● **ASSIGNED TASK**: Each entry needs to be reproduced exactly, with none left out.

==========

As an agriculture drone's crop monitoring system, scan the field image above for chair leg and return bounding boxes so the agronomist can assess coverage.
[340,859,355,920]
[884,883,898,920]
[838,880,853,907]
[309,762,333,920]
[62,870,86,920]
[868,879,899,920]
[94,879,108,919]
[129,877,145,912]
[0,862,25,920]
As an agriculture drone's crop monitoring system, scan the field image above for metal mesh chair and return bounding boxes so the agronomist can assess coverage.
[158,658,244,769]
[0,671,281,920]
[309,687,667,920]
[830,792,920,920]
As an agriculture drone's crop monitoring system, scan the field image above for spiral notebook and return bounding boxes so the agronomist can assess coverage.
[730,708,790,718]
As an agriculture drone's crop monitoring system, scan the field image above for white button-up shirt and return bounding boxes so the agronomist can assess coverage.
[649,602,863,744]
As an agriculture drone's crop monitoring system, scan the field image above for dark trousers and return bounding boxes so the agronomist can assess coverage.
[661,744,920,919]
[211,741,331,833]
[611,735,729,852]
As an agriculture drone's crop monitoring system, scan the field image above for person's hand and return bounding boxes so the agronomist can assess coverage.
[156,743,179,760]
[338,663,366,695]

==========

● **SOLUTION TO THE EXERCISE**:
As an agriculture drone's crop monitoring system, scan the field image above for chair leg and return bounding boxes so the agronomist can assess coverage.
[340,859,355,920]
[884,883,898,920]
[838,880,853,907]
[309,762,333,920]
[62,870,86,920]
[868,879,899,920]
[94,879,108,919]
[129,877,145,912]
[0,862,25,920]
As an agriculture drone's crop monitoring system, scan the field image above for metal mesh chair and return bounding boxes so the agronomist can assess coverage.
[158,658,244,769]
[0,671,281,920]
[309,687,667,920]
[830,792,920,920]
As an agriculture drone's crop monitoring system, scan the field image above for spiral notebook and return bounding boxes so the agronomist can assess coverage.
[730,708,790,718]
As an agriculture drone's crop monitoring system, scan the field image above for white button-up shirt and return bounding boxes so the agronomist can assess coverage.
[649,602,863,744]
As an agriculture drone's crop monitoring system, scan the field image above for dark trousers and return bounding boxes so the agronomist can assess coverage.
[661,744,920,919]
[211,741,331,833]
[611,735,729,852]
As an agriculture drone's crop monitoring system, scan the field image above for person's hand and return bounding boxes so the agronomist can assess coverage.
[156,743,179,760]
[338,663,366,695]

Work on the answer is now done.